### Task goal
Copy every record exactly.

Items from a data source
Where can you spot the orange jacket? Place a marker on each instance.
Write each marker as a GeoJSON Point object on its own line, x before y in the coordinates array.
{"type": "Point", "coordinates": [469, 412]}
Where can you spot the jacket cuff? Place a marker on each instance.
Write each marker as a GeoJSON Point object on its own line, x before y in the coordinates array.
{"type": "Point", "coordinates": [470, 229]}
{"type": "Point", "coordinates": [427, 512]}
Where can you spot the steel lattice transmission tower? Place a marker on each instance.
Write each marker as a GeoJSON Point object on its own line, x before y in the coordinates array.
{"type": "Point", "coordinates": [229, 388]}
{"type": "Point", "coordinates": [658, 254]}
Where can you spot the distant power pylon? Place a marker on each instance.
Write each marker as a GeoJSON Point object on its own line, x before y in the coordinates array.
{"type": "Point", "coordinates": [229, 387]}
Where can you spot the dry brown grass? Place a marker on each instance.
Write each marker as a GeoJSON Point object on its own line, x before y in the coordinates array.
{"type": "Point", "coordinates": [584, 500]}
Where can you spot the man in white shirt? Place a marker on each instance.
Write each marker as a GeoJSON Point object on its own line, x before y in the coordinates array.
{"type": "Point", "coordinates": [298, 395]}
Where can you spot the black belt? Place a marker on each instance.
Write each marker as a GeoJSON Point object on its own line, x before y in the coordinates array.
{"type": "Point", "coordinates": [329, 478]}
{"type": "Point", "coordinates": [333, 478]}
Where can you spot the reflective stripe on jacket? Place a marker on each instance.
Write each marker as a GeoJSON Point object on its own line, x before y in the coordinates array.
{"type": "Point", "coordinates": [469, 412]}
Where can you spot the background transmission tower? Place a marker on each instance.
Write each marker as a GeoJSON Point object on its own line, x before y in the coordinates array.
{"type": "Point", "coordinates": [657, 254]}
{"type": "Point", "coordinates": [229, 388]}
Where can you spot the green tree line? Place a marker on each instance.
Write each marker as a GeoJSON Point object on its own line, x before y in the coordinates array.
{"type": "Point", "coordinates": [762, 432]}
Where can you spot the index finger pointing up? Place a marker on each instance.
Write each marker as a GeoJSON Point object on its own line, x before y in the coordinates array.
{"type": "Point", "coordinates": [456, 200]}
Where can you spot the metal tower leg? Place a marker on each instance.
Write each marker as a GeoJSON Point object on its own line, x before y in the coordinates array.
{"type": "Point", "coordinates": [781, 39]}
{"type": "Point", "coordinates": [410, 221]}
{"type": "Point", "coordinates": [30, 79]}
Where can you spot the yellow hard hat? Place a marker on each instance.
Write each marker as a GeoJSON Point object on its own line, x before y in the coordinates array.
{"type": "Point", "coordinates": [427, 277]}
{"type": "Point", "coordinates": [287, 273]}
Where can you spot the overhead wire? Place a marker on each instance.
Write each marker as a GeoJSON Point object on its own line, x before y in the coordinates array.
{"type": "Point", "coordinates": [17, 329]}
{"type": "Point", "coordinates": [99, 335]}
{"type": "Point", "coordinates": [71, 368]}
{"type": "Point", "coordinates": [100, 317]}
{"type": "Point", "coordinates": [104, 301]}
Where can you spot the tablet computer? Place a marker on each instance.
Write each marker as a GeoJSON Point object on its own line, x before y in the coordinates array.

### Task answer
Where can you spot the orange jacket? Place a marker on each instance.
Write each marker as a GeoJSON Point object on its own line, x before y in the coordinates array.
{"type": "Point", "coordinates": [469, 412]}
Where can you spot the jacket cuff? Place a marker on each instance.
Write each marker as a GeoJSON Point object on its own line, x before y in the coordinates array.
{"type": "Point", "coordinates": [470, 229]}
{"type": "Point", "coordinates": [427, 512]}
Where can you spot the steel lattice transmission tower? Place a marker on each instance.
Write each marker as a GeoJSON Point object on its own line, x before y in the coordinates array.
{"type": "Point", "coordinates": [229, 388]}
{"type": "Point", "coordinates": [658, 254]}
Where can you spot the distant power pylon? Place a marker on each instance.
Write each marker as a GeoJSON Point object on its own line, x before y in the coordinates array.
{"type": "Point", "coordinates": [229, 387]}
Where can you spot the dry brown grass? Place a marker on each instance.
Write each marker as a GeoJSON Point object on its own line, x before y in the coordinates array.
{"type": "Point", "coordinates": [584, 500]}
Where can you spot the man in white shirt? Place a marker on each instance.
Write each marker as a GeoJSON Point object on its own line, x before y in the coordinates array.
{"type": "Point", "coordinates": [298, 395]}
Where can you spot the black belt? Place a marker on each instance.
Write each marker as a GeoJSON Point object on its own line, x before y in the coordinates array.
{"type": "Point", "coordinates": [329, 478]}
{"type": "Point", "coordinates": [333, 478]}
Where can you spot the reflective stripe on jacket? Place a marker on each instance.
Write each marker as a GeoJSON Point object on its own line, x before y in the coordinates array.
{"type": "Point", "coordinates": [469, 412]}
Where can you spot the background transmission tower? Place a marker on each instance.
Write each marker as a GeoJSON Point object on its own line, x before y in the coordinates array.
{"type": "Point", "coordinates": [657, 254]}
{"type": "Point", "coordinates": [229, 388]}
Where can you spot the green tree line? Place a marker on each instance.
Write each marker as a GeoJSON Point object on its own line, x before y in the coordinates array.
{"type": "Point", "coordinates": [762, 432]}
Where can you spot the index finger pointing up? Place a marker on each instance.
Write each marker as a GeoJSON Point object on its own line, x before y in the coordinates array.
{"type": "Point", "coordinates": [456, 200]}
Where can you spot the metal tower leg? Place a marker on each instance.
Write each marker as a GeoJSON Point object on its own line, x before y in the coordinates array.
{"type": "Point", "coordinates": [781, 39]}
{"type": "Point", "coordinates": [410, 221]}
{"type": "Point", "coordinates": [30, 79]}
Where can you spot the yellow hard hat? Place a marker on each instance.
Write each marker as a GeoJSON Point object on its own line, x before y in the coordinates array.
{"type": "Point", "coordinates": [427, 277]}
{"type": "Point", "coordinates": [287, 273]}
Where can you spot the overhead wire? Place a marker on each instance.
Write each marker as a GeoJSON Point object on its own line, x before y in the coordinates array.
{"type": "Point", "coordinates": [17, 329]}
{"type": "Point", "coordinates": [99, 335]}
{"type": "Point", "coordinates": [71, 368]}
{"type": "Point", "coordinates": [100, 317]}
{"type": "Point", "coordinates": [104, 301]}
Where can you spot the tablet computer? Place a marker on each instance.
Write each marker as a GeoJSON Point object on its own line, x before y in the coordinates array.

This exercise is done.